Metin Alıntısı -
++++++++++++++++++++
Hukuki.NET


Yargıtay içtihatları bölümü

Yargıtay Kararı

 


T.C
Y A R G I T A Y
Onüçüncü Hukuk Dairesi

	E.	1992/384
	K.	1992/2617
	T.	19.3.1992

*  TAŞINMAZ MAL SATIŞI
*  SEMENİN İNDİRİLMESİ
*  TAZMİNAT

ÖZET : Bir olay içersinde ayıba karşı tekeffülün maddi koşulları ile, akdin
 gereği gibi ifa edilmemesinin koşulları aynı zamanda gerçekleşmiş olabilir.
 İşte bu hallerde davacı Borçlar Kanununun 202. maddesinde düzenlenen
 satıcının ayıba karşı tekeffül borcu hükümlerine dayanan semenin indirilmesi
 davası açabileceği gibi şartları varsa borcun gereği gibi ifa edilmemesinden
 dolayı Borçlar Kanununun 96. maddesi uyarınca uğradığı zararın tazminine
 ilişkin bir dava da açabilir.

(818 s. BK. m. 96, 202)

Taraflar arasındaki tazminat davasının yapılan yargılaması sonunda, ilamda
 yazılı nedenlerden dolayı davanın kısmen kabulüne ve kısmen reddine yönelik
 olarak verilen hükmün davalı avukatınca duruşmalı olarak temyiz edilmesi
 üzerine; temyiz dilekçesinin süresinde olduğu saptanarak, dosya incelendi,
 gereği konuşulup düşünüldü:

Davacı; Milli Eğitim ve Spor Müdürlüğü'nce lojman olarak kullanılmak üzere
 1984 yılında 16 daire ve dükkandan oluşan binayı davalıdan satın aldıklarını,
 satımdan üç yıl sonra binada çatlaklar oluştuğunu, binada proje ve yapım
 hataları ile beton kalitesinin düşük olmasından dolayı tahliye edilmesi
 gerektiğinin tesbit edildiğini, binanın takviyesi ve ayıplarının giderilmesi
 için 73.327.639 TL.na ihtiyaç olduğunu öne sürerek zararın tazminini
 istemiştir.

Davalı; binayı müteahhite yaptırdığını, yan binadaki yüklemelerden dolayı
 çatlaklar meydana gelmiş olabileceğini, Valinin istekleri üzerine binadaki
 çatlaklıkları ve (6) kolonu takviye ettiğini savunmuş, daha sonra yargılamaya
 gelmemiştir.
++++++++++++++++++++
Veri Kümesi İçeriği -
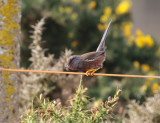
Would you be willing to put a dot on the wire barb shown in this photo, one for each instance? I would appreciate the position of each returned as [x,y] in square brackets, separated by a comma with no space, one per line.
[78,73]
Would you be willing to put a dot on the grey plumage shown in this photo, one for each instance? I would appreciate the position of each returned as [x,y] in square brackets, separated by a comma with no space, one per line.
[102,46]
[91,60]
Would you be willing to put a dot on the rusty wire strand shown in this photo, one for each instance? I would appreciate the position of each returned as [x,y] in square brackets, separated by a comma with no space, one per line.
[78,73]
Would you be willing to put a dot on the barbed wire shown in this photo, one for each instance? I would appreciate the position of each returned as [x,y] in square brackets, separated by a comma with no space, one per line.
[78,73]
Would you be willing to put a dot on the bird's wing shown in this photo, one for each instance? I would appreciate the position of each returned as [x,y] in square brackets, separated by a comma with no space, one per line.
[91,56]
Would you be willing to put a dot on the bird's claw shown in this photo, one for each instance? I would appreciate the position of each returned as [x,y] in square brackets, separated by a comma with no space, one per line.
[91,72]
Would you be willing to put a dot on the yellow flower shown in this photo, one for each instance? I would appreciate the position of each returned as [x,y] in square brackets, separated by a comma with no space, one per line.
[123,7]
[136,64]
[127,29]
[103,18]
[74,16]
[100,27]
[107,11]
[158,51]
[92,5]
[155,87]
[77,1]
[74,43]
[149,41]
[145,68]
[106,15]
[70,34]
[139,41]
[139,32]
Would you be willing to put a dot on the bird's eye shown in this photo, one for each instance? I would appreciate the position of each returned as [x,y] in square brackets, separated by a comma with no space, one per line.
[72,62]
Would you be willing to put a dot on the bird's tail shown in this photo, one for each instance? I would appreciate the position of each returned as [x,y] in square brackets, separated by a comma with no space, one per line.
[102,46]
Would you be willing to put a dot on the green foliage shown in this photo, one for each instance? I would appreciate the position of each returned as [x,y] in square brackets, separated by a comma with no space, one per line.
[80,109]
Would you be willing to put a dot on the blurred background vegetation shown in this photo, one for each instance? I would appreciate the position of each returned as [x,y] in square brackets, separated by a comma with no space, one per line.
[79,25]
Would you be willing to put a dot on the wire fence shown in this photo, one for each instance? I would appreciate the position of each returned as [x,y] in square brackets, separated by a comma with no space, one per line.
[78,73]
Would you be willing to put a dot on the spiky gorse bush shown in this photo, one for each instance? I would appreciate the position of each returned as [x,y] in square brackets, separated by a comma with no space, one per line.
[148,112]
[35,83]
[80,109]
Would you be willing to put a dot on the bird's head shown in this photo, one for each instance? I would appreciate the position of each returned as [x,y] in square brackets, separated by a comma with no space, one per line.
[73,62]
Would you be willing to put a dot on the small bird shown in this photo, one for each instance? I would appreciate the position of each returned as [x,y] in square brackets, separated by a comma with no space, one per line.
[92,61]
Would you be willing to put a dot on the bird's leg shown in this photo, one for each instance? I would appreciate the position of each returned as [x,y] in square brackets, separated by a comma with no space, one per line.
[92,72]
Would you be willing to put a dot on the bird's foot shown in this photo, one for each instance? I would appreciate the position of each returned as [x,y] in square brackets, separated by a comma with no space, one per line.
[91,72]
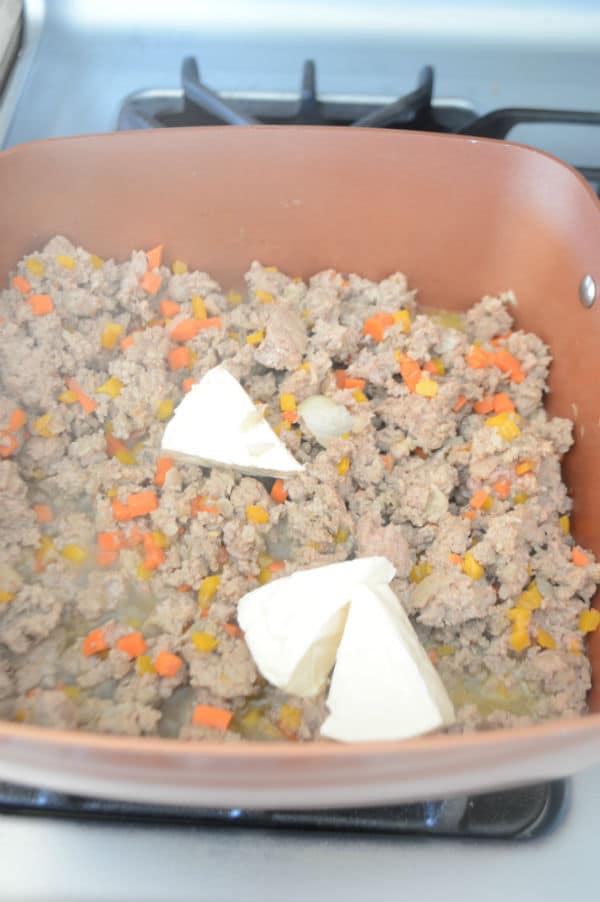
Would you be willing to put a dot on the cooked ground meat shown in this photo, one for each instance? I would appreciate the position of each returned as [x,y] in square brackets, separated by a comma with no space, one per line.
[451,469]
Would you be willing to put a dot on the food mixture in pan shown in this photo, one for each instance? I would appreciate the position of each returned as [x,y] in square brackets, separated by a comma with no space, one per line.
[420,437]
++++++++++++++++++++
Yapılacak İşler -
A - Şu ifadelerin Yargıtay kararıyla uyuşup uyuşmadığını evet ya da hayır diye belirtin ve her biri için karardaki belirleyici sözcükleri aynen alıntılayın: (i) Karar Onüçüncü Hukuk Dairesi tarafından verilmiştir. (ii) Davacı binayı 1990 yılında satın almıştır. (iii) Davalı, çatlakların yan binadaki yüklemelerden kaynaklanmış olabileceğini savunmuştur.
B - Satırlardan kaçının "bird" dizesini içerdiğini belirtin ve yalnızca sayıyı yazın.

Ayrıntılı Çözümler -
A -
(i) Evet: "Onüçüncü Hukuk Dairesi"
(ii) Hayır: "1984 yılında 16 daire ve dükkandan oluşan binayı davalıdan satın aldıklarını"
(iii) Evet: "yan binadaki yüklemelerden dolayı"

B - 8